(Data records)
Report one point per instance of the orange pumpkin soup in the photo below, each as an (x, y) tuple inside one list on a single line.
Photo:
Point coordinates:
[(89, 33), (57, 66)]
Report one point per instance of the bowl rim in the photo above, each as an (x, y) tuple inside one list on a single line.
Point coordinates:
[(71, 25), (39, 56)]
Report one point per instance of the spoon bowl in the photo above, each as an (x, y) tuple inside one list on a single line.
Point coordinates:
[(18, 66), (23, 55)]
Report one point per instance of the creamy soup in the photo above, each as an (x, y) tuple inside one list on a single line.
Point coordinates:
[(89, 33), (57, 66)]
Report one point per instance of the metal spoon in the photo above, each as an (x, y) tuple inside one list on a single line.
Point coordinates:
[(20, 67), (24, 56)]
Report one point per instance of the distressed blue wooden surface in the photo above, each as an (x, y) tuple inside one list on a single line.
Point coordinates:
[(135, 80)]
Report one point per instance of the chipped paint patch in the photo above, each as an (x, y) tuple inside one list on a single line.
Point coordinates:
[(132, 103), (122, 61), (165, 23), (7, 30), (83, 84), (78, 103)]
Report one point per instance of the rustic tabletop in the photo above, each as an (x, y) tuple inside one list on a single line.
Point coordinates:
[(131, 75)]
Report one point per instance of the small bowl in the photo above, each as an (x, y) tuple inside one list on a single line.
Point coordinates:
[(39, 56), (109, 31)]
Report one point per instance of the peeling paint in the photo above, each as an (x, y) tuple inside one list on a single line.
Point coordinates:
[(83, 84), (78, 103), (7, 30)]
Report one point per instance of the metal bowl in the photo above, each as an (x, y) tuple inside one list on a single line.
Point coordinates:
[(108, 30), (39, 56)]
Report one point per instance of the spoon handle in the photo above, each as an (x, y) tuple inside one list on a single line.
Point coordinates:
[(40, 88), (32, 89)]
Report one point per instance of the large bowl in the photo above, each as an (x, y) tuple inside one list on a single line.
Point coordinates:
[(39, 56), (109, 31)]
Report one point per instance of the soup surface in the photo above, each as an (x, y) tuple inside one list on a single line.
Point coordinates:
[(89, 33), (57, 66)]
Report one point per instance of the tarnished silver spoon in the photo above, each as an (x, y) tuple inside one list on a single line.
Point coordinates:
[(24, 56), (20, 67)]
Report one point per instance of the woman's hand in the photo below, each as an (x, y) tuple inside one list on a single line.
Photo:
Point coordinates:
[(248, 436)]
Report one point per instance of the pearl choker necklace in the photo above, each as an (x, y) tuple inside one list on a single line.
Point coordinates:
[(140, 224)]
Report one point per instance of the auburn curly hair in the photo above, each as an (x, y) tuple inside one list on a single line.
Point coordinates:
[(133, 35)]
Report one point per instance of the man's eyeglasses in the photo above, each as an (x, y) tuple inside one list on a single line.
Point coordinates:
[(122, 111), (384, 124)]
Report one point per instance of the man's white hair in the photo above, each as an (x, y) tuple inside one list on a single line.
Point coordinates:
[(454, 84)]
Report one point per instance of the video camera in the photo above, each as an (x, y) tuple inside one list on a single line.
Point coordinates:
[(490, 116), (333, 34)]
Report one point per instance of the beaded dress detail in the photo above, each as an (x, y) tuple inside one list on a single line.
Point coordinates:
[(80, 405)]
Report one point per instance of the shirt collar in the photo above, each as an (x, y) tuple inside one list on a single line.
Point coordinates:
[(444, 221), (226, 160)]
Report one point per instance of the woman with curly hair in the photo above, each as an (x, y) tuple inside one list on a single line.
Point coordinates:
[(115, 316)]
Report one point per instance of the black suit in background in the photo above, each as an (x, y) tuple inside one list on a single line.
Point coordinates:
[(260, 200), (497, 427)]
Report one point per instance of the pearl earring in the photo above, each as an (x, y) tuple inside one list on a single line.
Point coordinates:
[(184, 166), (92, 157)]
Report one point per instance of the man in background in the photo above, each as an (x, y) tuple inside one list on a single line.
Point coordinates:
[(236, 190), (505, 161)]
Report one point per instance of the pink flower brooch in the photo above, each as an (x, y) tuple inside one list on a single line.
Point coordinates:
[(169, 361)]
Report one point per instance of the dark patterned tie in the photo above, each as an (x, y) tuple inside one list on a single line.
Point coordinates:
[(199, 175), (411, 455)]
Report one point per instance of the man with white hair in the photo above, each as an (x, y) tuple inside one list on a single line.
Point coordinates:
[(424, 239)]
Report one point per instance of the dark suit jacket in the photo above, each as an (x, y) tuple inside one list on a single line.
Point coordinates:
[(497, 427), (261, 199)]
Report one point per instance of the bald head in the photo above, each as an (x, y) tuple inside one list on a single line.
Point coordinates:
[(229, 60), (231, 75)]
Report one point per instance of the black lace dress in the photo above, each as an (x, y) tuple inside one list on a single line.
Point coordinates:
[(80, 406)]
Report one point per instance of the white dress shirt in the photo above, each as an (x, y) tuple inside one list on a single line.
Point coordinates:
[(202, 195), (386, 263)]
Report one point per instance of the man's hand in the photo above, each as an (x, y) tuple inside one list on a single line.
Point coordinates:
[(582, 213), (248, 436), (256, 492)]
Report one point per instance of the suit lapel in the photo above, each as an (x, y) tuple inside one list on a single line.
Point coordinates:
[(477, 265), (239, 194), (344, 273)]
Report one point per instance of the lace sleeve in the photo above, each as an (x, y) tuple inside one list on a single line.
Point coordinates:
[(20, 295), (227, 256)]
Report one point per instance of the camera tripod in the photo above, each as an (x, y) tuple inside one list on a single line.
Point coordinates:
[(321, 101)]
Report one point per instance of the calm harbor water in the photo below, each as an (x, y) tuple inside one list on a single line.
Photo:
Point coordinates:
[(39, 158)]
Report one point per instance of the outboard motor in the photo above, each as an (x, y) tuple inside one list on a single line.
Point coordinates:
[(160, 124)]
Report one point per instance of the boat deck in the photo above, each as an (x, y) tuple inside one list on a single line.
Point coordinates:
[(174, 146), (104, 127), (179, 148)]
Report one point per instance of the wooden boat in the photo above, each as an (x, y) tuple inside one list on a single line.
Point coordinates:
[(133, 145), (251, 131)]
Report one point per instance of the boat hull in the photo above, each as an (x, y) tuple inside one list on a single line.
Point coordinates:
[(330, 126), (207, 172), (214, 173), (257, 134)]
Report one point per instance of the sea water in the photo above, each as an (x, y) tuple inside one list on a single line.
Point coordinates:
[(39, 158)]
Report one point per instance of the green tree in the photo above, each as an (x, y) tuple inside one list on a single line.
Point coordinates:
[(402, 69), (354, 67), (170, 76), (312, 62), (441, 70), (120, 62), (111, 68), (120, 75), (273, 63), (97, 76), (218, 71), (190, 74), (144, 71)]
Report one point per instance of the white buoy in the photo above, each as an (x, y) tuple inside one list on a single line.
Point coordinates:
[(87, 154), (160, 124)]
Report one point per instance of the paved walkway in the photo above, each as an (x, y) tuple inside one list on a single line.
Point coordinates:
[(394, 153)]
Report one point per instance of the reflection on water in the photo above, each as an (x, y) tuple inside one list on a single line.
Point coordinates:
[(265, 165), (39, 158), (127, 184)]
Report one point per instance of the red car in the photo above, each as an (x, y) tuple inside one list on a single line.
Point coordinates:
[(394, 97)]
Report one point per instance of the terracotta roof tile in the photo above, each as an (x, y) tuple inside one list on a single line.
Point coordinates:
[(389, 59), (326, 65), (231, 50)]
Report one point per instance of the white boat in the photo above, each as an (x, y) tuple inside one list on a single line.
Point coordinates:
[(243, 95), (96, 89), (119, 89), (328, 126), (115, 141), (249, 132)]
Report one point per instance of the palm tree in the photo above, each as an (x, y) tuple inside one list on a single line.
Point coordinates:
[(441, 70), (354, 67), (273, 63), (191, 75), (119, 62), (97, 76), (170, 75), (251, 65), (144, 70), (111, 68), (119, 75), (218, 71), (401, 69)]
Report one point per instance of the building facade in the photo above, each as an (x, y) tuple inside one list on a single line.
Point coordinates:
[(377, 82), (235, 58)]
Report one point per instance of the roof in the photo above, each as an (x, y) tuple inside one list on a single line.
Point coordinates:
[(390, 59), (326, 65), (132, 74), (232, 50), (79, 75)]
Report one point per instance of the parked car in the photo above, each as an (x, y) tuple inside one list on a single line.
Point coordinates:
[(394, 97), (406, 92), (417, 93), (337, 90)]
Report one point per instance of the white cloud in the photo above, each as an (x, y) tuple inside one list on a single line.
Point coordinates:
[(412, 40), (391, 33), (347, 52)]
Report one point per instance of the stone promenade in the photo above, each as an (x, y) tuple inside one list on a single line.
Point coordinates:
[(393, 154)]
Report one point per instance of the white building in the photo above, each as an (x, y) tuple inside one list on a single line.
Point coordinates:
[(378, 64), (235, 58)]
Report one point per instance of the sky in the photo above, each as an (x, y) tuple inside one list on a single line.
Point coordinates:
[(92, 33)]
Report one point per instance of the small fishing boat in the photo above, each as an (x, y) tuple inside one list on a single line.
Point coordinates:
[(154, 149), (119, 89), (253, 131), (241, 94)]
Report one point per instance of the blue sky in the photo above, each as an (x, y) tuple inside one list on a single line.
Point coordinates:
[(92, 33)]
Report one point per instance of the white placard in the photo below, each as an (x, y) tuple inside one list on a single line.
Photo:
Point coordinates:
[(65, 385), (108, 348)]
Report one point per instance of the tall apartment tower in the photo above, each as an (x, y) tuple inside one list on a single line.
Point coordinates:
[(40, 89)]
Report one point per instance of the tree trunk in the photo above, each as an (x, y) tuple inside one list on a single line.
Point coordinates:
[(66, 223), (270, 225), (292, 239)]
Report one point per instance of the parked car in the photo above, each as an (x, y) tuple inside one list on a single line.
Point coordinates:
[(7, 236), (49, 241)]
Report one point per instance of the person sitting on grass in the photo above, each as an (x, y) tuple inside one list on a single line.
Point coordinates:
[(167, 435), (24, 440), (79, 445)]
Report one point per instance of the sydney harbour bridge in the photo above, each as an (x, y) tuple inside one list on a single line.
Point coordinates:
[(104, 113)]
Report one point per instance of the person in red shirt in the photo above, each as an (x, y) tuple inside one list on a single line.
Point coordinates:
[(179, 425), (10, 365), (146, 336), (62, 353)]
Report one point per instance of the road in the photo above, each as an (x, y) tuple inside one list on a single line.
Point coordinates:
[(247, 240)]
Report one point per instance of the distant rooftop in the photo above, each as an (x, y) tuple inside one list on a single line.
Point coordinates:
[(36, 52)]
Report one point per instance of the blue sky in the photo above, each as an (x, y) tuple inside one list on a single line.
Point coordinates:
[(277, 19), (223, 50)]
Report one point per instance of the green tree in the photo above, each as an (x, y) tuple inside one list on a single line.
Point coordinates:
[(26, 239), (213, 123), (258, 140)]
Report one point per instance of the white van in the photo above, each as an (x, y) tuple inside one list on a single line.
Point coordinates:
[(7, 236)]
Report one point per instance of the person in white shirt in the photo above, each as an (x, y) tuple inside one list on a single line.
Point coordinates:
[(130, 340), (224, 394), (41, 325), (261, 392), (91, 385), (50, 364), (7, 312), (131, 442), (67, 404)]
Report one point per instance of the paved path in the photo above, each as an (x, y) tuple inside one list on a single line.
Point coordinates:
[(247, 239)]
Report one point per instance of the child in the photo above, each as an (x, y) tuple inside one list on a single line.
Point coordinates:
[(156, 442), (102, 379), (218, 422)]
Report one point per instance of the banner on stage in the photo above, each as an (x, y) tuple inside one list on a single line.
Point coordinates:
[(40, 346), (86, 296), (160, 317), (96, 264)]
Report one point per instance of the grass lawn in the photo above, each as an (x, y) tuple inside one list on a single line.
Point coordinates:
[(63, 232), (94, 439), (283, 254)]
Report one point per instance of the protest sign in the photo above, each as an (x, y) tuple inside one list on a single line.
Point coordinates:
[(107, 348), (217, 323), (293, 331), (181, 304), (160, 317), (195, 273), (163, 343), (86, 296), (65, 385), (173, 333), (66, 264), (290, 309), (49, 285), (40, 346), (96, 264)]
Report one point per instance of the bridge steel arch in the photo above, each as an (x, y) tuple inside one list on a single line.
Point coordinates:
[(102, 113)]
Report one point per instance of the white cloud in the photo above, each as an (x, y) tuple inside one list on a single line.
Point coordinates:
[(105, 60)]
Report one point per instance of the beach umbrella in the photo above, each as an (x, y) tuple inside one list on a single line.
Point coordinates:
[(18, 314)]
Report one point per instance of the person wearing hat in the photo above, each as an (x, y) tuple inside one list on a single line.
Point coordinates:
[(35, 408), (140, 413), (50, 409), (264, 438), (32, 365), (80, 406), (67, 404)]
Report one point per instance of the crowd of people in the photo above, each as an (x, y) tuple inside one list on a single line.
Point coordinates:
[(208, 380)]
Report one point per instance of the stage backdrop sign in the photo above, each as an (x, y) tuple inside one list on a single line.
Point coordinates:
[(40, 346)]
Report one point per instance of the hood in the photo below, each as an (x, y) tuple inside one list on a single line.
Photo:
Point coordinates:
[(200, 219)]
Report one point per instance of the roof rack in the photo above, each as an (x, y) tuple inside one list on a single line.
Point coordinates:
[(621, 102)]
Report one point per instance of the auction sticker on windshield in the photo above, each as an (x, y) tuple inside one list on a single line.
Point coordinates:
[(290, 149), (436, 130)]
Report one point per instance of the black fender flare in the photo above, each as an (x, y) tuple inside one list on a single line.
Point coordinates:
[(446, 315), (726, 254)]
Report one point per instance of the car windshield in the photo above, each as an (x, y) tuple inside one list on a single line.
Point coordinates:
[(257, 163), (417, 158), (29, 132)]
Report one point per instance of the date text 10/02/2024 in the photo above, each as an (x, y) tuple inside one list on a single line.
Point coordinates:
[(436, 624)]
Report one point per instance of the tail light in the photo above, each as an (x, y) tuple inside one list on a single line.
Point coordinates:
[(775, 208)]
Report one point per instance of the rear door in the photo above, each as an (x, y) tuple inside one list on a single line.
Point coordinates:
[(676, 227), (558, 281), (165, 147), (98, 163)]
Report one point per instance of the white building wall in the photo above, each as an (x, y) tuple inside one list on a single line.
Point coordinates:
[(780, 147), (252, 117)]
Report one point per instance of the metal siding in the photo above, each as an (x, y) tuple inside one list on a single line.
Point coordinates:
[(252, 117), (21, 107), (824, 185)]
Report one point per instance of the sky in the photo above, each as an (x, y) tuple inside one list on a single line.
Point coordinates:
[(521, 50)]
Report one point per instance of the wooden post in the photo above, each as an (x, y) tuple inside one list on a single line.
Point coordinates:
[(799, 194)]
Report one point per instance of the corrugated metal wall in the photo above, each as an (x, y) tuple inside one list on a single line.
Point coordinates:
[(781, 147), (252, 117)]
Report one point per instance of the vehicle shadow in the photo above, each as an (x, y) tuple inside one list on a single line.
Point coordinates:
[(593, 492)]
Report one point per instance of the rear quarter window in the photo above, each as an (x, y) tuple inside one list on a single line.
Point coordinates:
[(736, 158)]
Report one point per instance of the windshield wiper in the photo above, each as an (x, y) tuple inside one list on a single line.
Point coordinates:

■ DIRECTION
Revise the listing lines from the one containing "Report one point per instance of the child" through the one containing "[(63, 232), (94, 439), (283, 254)]", putting "green lawn" in place of "grass lawn" and keeping everything else the same. Give only those lines.

■ WRITTEN SOLUTION
Report one point per instance of the child in the photo above, each as an (x, y) tuple inside one list on a single line.
Point coordinates:
[(156, 442), (102, 379), (218, 422)]
Report one point per instance of the banner on stage in the photo above, each as an (x, y) tuple inside one list on a single line.
Point coordinates:
[(40, 346), (86, 296), (160, 317), (96, 264)]
Report one point per instance of the green lawn in the photo above, each as an (x, y) tuple inside one list on a single line.
Point coordinates:
[(63, 232), (94, 439), (283, 254)]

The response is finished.